• **GOAL**: From the piece on David Cameron and the EU referendum, transcribe everything between "With only two" and "is perfectly legitimate.", inclusive.
— START OF PASSAGE —
With only two weeks to go, David Cameron is showing no sign of changing the basic pragmatism of his approach. He thinks there are many problems with the EU, but leaving will not solve them. He dislikes the European Parliament – it drives him ‘mad’ – but one has to be in it in order to influence it. All of which is perfectly legitimate.
The problem is that this isn’t a general election. It is a once in a generation event, perhaps once in a lifetime, so the argument for ‘better the devil you know’ doesn’t quite cut it. Voters can’t, or shouldn’t, be so easily swayed by the idea of settling until something better comes along. Though doing precisely that is often considered a key conservative tenet, it’s more complicated when you’ve only got one vote to change direction. Indeed, the Leave campaign has argued that there’s no such thing as a vote for the status quo. Britain either strives to grow by itself or else evolves according to the random mutations of the European Union, they say.
Voters may be choosing the stay in the European Union for the next thirty to fifty years, not just the next five. The future is unclear, and few facts can be forecast. So the Prime Minister needs some arguments of principle for staying in to which he can appeal when the facts change, or don’t turn out the way he’d have liked them to.
In European politics Cameron’s only ideal has been that of reform, through which he has hoped to re-establish a sense of control over the Union’s trajectory. He’s attempted to do this by shifting his party’s alliances in Brussels and Strasbourg. Few Brits know more about the ebbs and flows of the European political process than Edward McMillan-Scott, an MEP for 30 years, and none has been more directly affected by David Cameron’s maneuvers on the continent.
From 1997-2001 Macmillan-Scott was the leader of the Conservative MEPs in the European Parliament, and between 2004-2014 was four times elected one of its Vice-Presidents. In 2009, Conservative MEPs fulfilled a pledge that Cameron had made four years earlier whilst running for his party’s leadership when they defected from the centrist European People’s Party (EPP). They merged with other MEPs, mostly Polish, to form the European Conservatives and Reformists Group (ECR), an assembly of Eurosceptics and anti-federalists whom Nick Clegg memorably termed “a bunch of nutters, homophobes, anti-Semites and climate-change deniers”.
— END OF PASSAGE —
— START OF SUPPLIED ENTRIES —
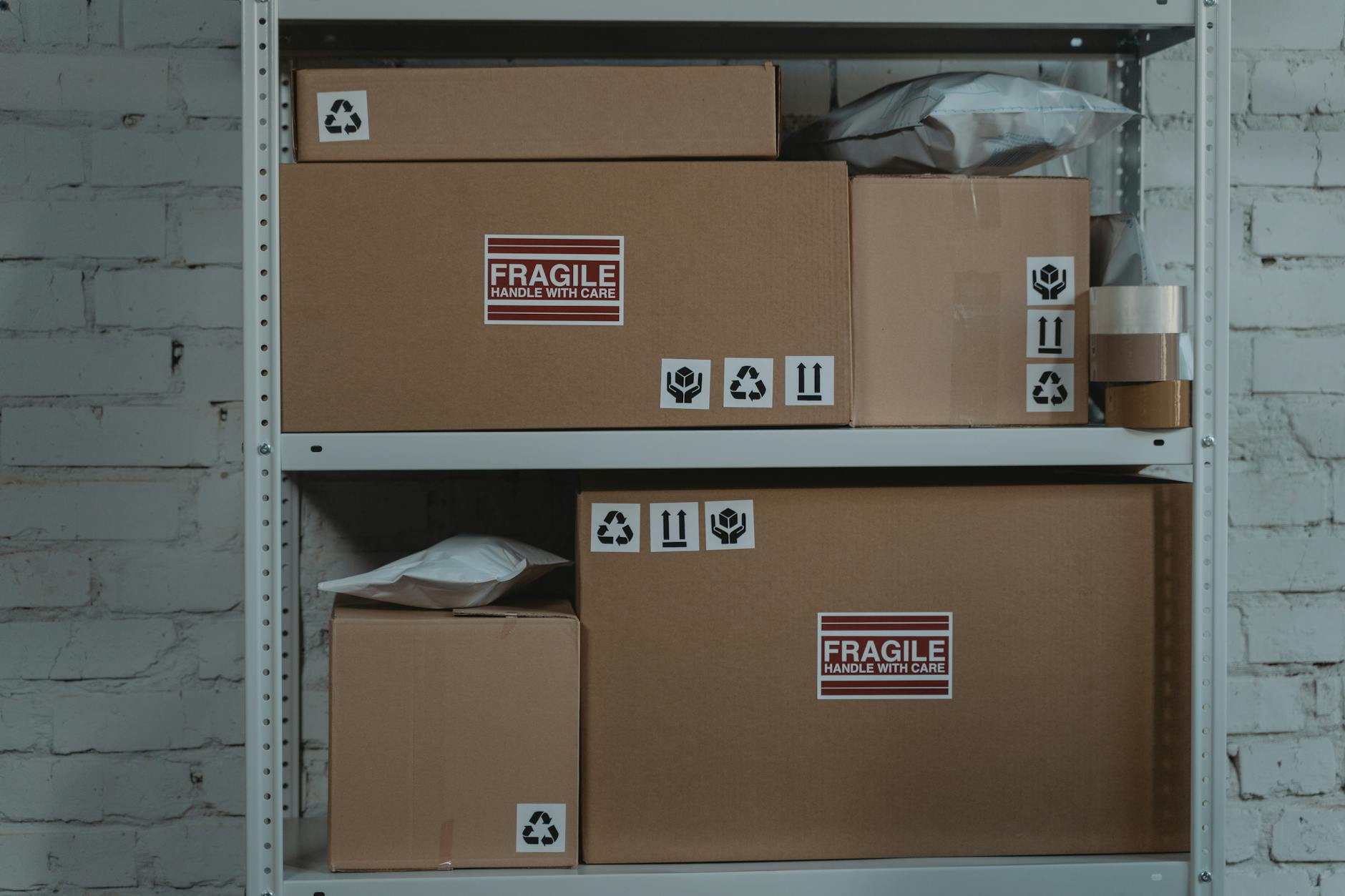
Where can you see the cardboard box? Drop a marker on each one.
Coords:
(1149, 405)
(454, 737)
(1042, 630)
(529, 112)
(970, 300)
(434, 296)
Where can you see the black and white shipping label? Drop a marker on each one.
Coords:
(342, 116)
(1051, 280)
(1051, 333)
(1051, 388)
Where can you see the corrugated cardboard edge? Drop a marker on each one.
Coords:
(527, 609)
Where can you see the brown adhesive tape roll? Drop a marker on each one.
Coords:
(1149, 405)
(1134, 357)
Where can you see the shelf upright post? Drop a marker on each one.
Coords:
(1208, 315)
(263, 501)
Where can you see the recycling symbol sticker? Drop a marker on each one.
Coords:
(1051, 388)
(615, 529)
(1051, 280)
(748, 383)
(539, 827)
(342, 114)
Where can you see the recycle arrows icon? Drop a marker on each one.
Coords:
(740, 392)
(338, 108)
(1059, 393)
(622, 536)
(534, 832)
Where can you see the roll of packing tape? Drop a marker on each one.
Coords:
(1137, 310)
(1149, 405)
(1134, 357)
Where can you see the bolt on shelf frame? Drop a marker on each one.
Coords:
(1118, 30)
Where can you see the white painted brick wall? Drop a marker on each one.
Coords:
(120, 466)
(120, 568)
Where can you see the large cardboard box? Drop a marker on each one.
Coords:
(843, 671)
(970, 300)
(454, 737)
(434, 296)
(549, 112)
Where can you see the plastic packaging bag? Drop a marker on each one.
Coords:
(463, 571)
(1120, 253)
(969, 123)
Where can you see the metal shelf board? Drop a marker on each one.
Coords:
(735, 448)
(441, 39)
(979, 14)
(1160, 875)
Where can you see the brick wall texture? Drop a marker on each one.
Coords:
(120, 443)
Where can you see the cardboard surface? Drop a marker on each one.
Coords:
(441, 727)
(1134, 357)
(704, 737)
(537, 112)
(1149, 405)
(727, 265)
(946, 317)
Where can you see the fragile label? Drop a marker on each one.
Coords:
(539, 827)
(615, 529)
(1051, 333)
(880, 656)
(342, 114)
(562, 280)
(1051, 280)
(1051, 388)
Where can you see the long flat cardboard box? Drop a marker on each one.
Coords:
(456, 296)
(970, 302)
(537, 112)
(861, 669)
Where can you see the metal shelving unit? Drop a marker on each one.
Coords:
(287, 856)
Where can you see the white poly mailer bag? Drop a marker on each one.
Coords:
(966, 123)
(1120, 253)
(463, 571)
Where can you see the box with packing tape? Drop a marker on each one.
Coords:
(451, 296)
(970, 300)
(866, 668)
(537, 112)
(454, 737)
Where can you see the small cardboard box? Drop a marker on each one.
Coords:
(454, 296)
(454, 737)
(530, 112)
(970, 300)
(861, 669)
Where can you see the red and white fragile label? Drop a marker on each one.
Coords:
(567, 280)
(874, 656)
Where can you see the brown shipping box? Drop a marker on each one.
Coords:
(848, 671)
(454, 737)
(970, 300)
(530, 112)
(452, 296)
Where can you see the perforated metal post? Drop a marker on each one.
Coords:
(263, 501)
(1208, 315)
(1130, 143)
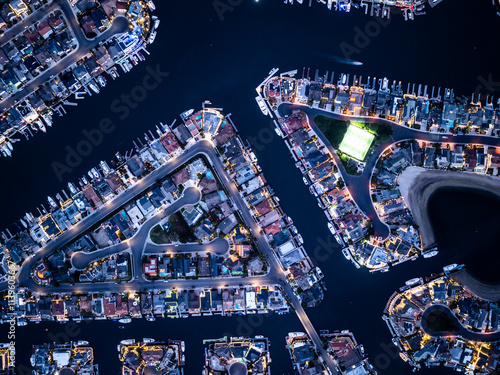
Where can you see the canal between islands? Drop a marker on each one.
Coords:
(223, 58)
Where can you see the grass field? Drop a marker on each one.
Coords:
(356, 142)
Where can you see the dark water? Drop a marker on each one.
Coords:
(466, 224)
(224, 61)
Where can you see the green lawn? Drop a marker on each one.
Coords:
(333, 130)
(336, 130)
(356, 142)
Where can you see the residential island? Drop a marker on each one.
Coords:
(439, 321)
(59, 359)
(68, 49)
(361, 147)
(191, 208)
(342, 348)
(379, 8)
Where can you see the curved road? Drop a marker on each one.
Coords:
(80, 260)
(462, 331)
(201, 148)
(359, 186)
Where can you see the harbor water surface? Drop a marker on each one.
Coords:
(223, 58)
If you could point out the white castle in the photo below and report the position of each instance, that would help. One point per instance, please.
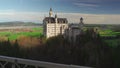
(54, 26)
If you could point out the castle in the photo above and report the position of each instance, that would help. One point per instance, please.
(54, 26)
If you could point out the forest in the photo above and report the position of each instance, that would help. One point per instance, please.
(90, 49)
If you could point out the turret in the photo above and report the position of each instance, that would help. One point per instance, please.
(50, 12)
(81, 22)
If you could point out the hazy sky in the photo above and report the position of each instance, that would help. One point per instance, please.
(93, 11)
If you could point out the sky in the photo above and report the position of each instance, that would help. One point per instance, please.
(93, 11)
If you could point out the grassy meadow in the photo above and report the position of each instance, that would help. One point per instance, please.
(13, 35)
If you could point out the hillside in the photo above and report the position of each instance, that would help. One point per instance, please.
(19, 23)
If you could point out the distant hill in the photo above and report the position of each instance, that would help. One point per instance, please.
(19, 23)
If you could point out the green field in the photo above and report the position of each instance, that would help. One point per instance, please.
(36, 32)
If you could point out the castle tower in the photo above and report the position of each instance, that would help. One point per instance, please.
(55, 18)
(81, 22)
(50, 12)
(56, 24)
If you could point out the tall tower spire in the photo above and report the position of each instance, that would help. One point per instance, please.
(81, 22)
(50, 12)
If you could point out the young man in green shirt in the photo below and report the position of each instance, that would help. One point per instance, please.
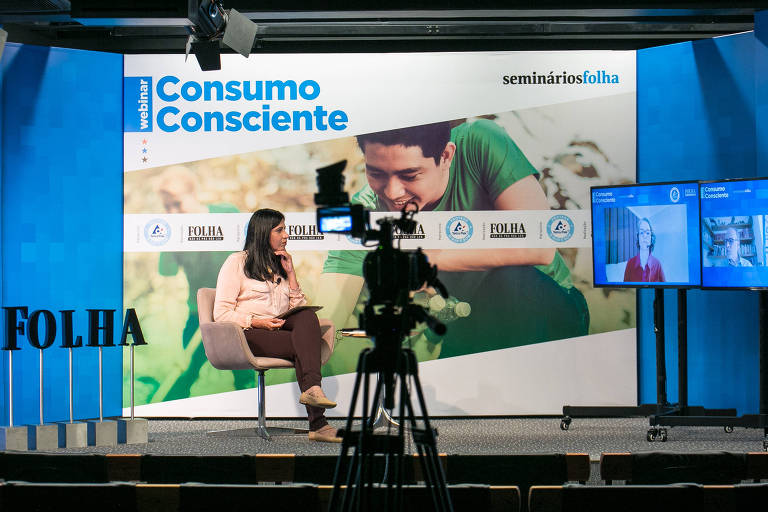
(518, 296)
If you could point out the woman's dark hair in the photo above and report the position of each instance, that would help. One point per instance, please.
(653, 235)
(261, 263)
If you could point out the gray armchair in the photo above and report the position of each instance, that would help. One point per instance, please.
(226, 349)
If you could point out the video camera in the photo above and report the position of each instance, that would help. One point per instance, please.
(391, 274)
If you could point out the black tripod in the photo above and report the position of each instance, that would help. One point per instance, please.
(388, 360)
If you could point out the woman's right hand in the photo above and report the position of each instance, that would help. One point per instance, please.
(270, 324)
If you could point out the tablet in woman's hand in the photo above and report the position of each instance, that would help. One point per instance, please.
(297, 309)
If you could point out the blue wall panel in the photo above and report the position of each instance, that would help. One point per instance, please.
(61, 229)
(696, 120)
(761, 91)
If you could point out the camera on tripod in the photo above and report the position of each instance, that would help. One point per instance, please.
(389, 315)
(391, 274)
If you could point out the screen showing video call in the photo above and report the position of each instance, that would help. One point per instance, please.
(733, 247)
(646, 235)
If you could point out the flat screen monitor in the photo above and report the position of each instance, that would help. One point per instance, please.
(646, 235)
(733, 236)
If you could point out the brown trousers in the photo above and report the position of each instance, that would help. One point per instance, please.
(298, 340)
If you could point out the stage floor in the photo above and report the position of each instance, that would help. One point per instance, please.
(466, 436)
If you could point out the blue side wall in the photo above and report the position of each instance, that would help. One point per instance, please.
(697, 120)
(61, 217)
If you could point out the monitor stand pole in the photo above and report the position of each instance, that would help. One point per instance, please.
(696, 416)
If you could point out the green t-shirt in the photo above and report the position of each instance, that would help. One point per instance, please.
(486, 163)
(201, 268)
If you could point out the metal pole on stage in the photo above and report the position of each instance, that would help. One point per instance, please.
(72, 434)
(46, 437)
(101, 386)
(71, 393)
(102, 433)
(132, 403)
(12, 438)
(10, 388)
(132, 430)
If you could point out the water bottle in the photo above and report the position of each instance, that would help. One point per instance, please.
(452, 310)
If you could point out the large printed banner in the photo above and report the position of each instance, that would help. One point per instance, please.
(497, 149)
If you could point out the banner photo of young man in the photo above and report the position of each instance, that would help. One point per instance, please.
(503, 202)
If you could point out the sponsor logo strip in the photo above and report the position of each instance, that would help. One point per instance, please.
(435, 230)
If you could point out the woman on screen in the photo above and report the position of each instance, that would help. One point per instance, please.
(254, 287)
(644, 267)
(733, 250)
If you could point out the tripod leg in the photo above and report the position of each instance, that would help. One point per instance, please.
(346, 442)
(425, 442)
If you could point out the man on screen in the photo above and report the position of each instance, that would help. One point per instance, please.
(644, 267)
(517, 296)
(732, 248)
— END OF SUPPLIED ENTRIES —
• **WRITTEN REPLY**:
With only two weeks to go, David Cameron is showing no sign of changing the basic pragmatism of his approach. He thinks there are many problems with the EU, but leaving will not solve them. He dislikes the European Parliament – it drives him ‘mad’ – but one has to be in it in order to influence it. All of which is perfectly legitimate.